▸ **EXERCISE TASK**
Count the lines in the entries below that contain the string "ponytail". Reply with the number only.

▸ **DATASET**
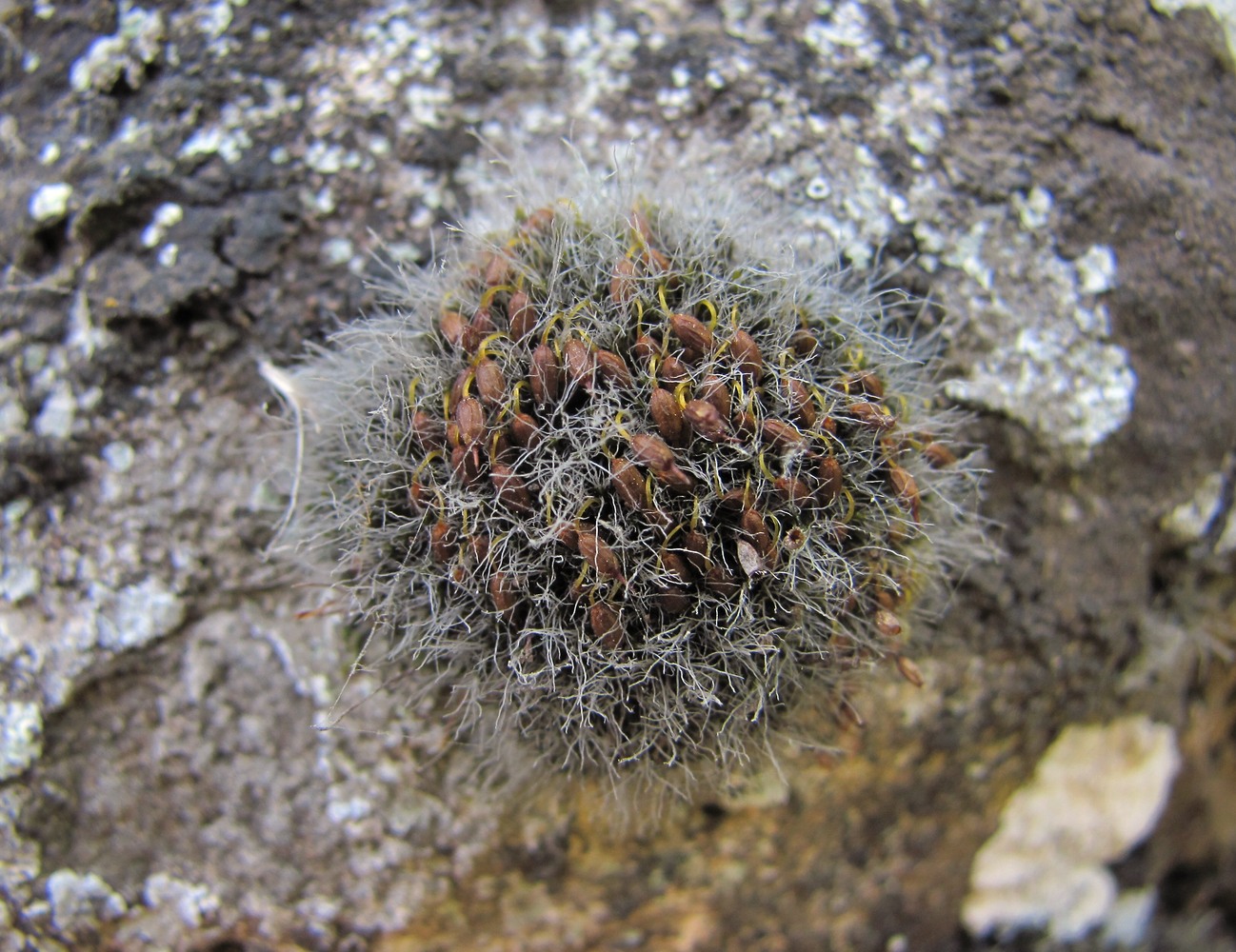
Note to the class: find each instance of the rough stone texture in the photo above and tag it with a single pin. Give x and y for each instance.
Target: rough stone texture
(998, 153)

* * *

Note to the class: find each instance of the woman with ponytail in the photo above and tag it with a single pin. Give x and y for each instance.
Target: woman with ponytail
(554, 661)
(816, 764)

▸ **SOLUTION TO THIS PROBLEM**
2